TEXTE À LIRE
*-*-*
« Les Fifoles »

Pour conserver la mémoire de ses jours heureux, Anne ouvre son blog comme on ouvre un album photo avec l’intention d’y déposer des images de son intérieur et le souhait d’y revenir pour suivre l’évolution au fil des années.
Cette aventure commence en février 2008, "à une époque", nous dit-elle, "où la blogosphère était un peu différente, plus intime, plus confidentielle".

Ainsi, son blog devait demeurer une aventure personnelle, une balade incognito, se disait-elle, mais en rendant ses messages publics, l’auteure ne se doutait pas de ce qui l’attendait.
Anne baptise son blog presque négligemment... Au moment d’inscrire un nom à son bout de toile, elle se rappelle cette envie de créer avec ses amies une boutique de décoration à Lausanne. L’enseigne avait même été imaginée : "Les Filles Folles" !
Ainsi la première idée qui lui vient à l'esprit pour intituler son blog est ce souvenir et par contraction elle invente « Les Fifoles ».


Parlez-nous de votre blog et de votre cheminement ?

Ma première idée était de me servir du blog comme un outil pour simplement stocker mes photos, mes décorations saisonnières et pour y revenir années après années. Puis un jour, j’ai laissé un commentaire (admiratif) sur "Un Cœur en Provence". Laëtitia m’a répondu et a mis une de mes photos sur son blog avec un lien vers le mien. Ce fut comme une grande tape amicale dans le dos : la spectatrice aux yeux écarquillés du premier rang que j'étais, s’est alors retrouvée subitement sur la scène, les bras un peu ballants et le cœur battant.
Par la suite, d’autres commentaires ont suivi et ont titillé mon amour-propre. Ils m’ont donné l’envie de sans cesse m’améliorer, d’être à la hauteur. J’ai mis mon appareil en mode manuel, appris à travailler avec différentes focales, à jouer avec la lumière. De la photo clic-clac, je suis passée à la cinquantaine de prises pour n’en retenir qu’une ! Puis petit à petit je me suis familiarisée aussi avec les outils d’édition.
Mon problème principal actuellement réside dans le choix du sujet : l’endroit où nous vivons avec nos trois enfants n’est pas très grand et je prends presque toutes les photos dans la pièce centrale qui sert à la fois de cuisine, salle à manger et salon. Au bout de quatre ans, j’ai un peu l’impression d’en avoir fait le tour ! D’un autre côté, le blog me pousse à redécorer continuellement.



Quelles sont vos sources d’inspiration ?

La beauté est partout présente autour de nous et se trouve souvent concentrée dans les choses simples. Il suffit d’être disponible et de prendre le temps de regarder, d’écouter.
La nature est porteuse d’harmonie. Pour nous, c’est souvent plus difficile d’associer plusieurs parcelles de beauté. Alors il faut étudier ceux qui savent, ceux qui ont l’esprit ou l’œil plus grand ouvert. Après, c’est une question d’affinités. J’aime de manière inconditionnelle la peinture de Vermeer et celle d’Hammershøi. Mais quand je suis face à un Renoir dont le sujet et le traitement de la couleur me parlent nettement moins, je reçois à chaque fois une gifle. Je suis devant un tableau qui ne me plaît pas mais qui m’impose avec une telle force sa beauté !
*-*-*
Libellés des points d'objets

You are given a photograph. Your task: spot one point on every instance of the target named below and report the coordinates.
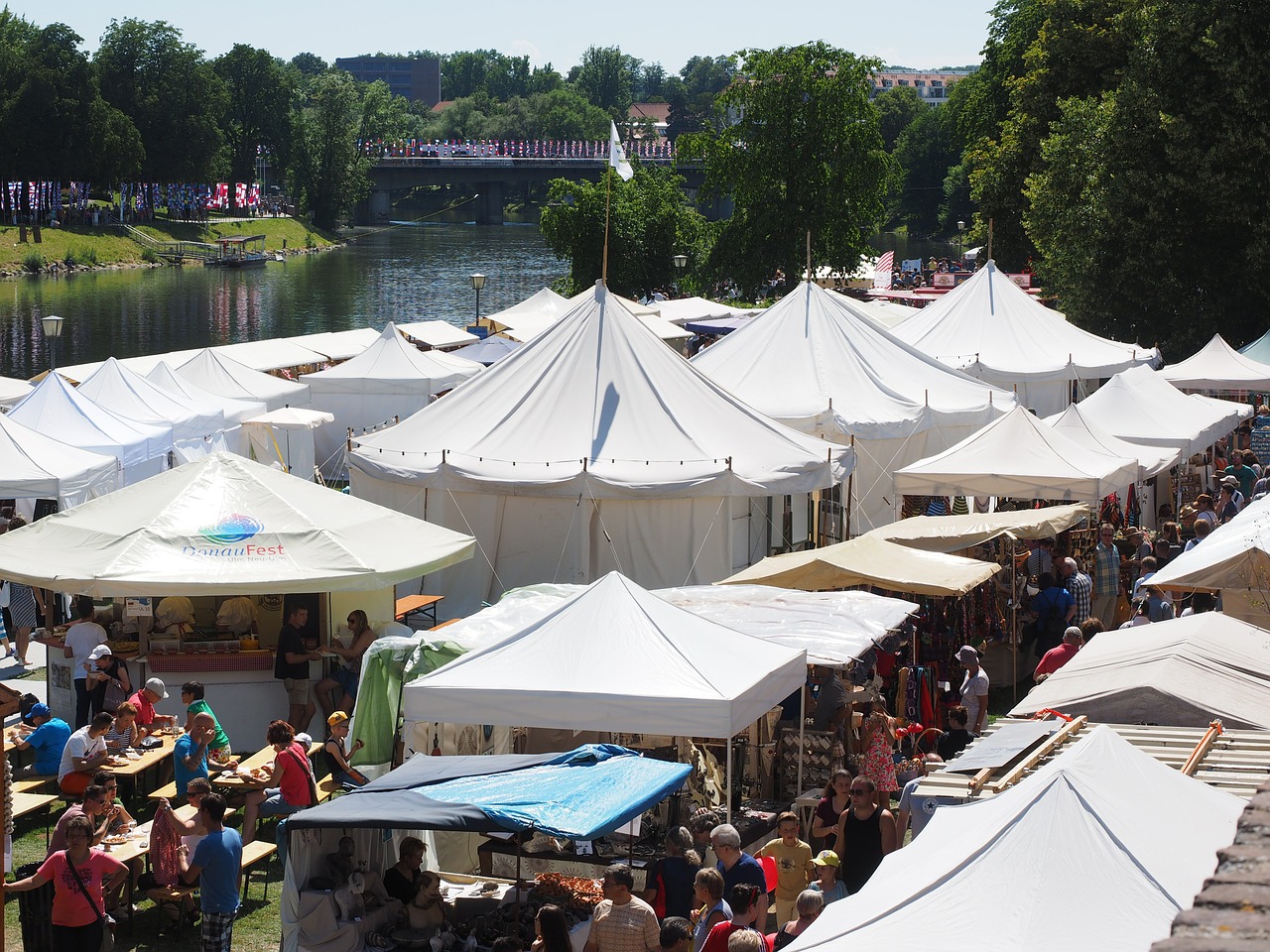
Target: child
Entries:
(794, 867)
(826, 870)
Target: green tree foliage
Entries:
(651, 221)
(802, 154)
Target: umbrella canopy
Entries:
(223, 524)
(867, 560)
(1218, 366)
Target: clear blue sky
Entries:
(920, 33)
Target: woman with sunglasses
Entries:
(866, 833)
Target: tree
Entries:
(169, 91)
(257, 108)
(651, 221)
(802, 154)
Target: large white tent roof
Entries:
(598, 407)
(1020, 456)
(1082, 426)
(816, 363)
(1142, 407)
(393, 366)
(1133, 837)
(55, 407)
(35, 466)
(1182, 673)
(1218, 366)
(615, 657)
(225, 525)
(222, 375)
(989, 326)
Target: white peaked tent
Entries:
(992, 329)
(223, 524)
(592, 448)
(1019, 456)
(817, 365)
(1141, 407)
(685, 675)
(194, 431)
(1082, 426)
(227, 377)
(390, 379)
(35, 466)
(1133, 837)
(1218, 366)
(54, 407)
(285, 438)
(1182, 673)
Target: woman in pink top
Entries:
(77, 920)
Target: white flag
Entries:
(617, 155)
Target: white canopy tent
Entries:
(1218, 367)
(1141, 407)
(1083, 428)
(1137, 838)
(221, 375)
(223, 524)
(285, 438)
(1182, 673)
(684, 676)
(1019, 456)
(194, 431)
(589, 449)
(994, 330)
(818, 366)
(389, 379)
(55, 407)
(867, 560)
(35, 466)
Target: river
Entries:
(399, 273)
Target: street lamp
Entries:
(53, 331)
(477, 284)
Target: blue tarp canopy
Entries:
(580, 794)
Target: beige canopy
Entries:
(867, 560)
(952, 534)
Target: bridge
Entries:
(488, 176)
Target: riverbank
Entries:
(86, 248)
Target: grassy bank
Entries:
(112, 248)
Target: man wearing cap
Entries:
(1057, 656)
(145, 701)
(81, 638)
(48, 737)
(974, 688)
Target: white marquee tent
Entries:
(35, 466)
(592, 448)
(818, 366)
(1218, 367)
(194, 431)
(1141, 407)
(1019, 456)
(1133, 837)
(55, 407)
(221, 375)
(390, 379)
(994, 330)
(1182, 673)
*-*-*
CONSIGNE
D'après le texte sur le blog « Les Fifoles », quel nom Anne et ses amies avaient-elles imaginé pour leur boutique de décoration à Lausanne ?

RÉPONSE
« Les Filles Folles »